● TASK INPUT:
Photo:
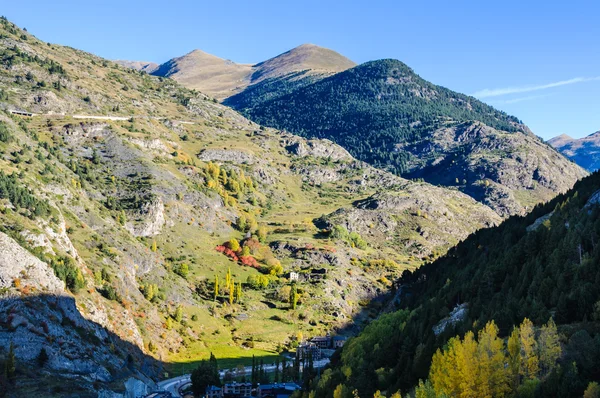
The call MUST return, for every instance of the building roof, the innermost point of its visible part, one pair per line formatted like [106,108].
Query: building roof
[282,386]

...

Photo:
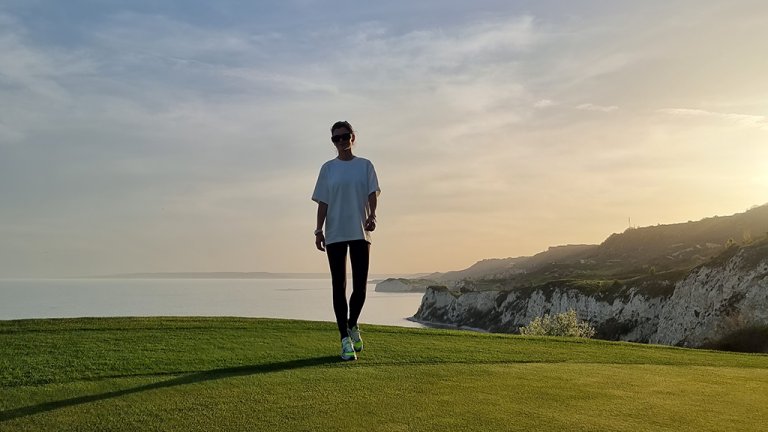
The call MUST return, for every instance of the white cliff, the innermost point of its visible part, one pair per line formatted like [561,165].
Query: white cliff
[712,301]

---

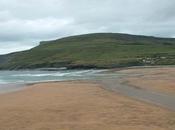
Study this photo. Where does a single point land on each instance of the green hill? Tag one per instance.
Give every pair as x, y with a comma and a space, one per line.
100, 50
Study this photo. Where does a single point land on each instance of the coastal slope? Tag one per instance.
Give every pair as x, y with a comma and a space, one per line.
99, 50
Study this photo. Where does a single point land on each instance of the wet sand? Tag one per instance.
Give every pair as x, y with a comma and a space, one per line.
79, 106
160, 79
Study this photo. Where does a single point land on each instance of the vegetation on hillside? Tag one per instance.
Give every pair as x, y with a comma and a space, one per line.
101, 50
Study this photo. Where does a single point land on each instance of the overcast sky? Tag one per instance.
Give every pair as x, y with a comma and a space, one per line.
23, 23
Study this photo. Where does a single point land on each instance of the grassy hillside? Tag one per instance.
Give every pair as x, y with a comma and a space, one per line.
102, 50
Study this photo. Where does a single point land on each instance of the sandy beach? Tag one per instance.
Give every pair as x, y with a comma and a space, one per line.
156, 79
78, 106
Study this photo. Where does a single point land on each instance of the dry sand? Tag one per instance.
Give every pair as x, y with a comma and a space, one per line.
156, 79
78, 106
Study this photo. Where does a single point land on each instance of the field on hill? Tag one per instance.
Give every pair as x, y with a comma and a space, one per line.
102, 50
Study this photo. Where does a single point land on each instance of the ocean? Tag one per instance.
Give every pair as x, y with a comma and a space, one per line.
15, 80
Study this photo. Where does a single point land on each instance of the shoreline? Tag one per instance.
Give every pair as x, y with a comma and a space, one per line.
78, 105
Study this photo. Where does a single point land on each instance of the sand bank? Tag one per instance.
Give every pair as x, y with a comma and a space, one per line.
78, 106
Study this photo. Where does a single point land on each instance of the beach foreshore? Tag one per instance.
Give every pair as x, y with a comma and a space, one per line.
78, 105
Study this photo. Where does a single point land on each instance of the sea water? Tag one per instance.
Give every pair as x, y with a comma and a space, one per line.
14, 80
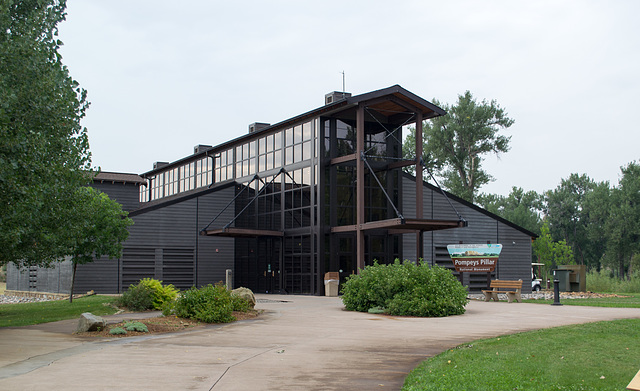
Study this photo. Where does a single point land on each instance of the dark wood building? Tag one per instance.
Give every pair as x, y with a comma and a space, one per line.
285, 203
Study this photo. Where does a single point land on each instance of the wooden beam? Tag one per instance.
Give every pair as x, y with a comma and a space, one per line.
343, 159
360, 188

● TASK STATEMENT: Would you print exactly, and only, the lines of the data above from the line with "on hillside? Tag one per instance." through the line with "grassy hillside? Tag one per instance.", inclusive?

● TASK ANSWER:
Study this photo. Where does a single point land on each instance of the vegetation on hillside? Tag one per instance.
Give every pair as x, y with a comma and a space, one per line.
101, 50
Study this photo. Where does a single point land on each instance of the overcast sky? Tag one per instance.
Give every pair as x, y with a comma and a space, one per line.
23, 23
Study this photo. Where does a single point land on each instance of the grassy hillside? Tag one per instance.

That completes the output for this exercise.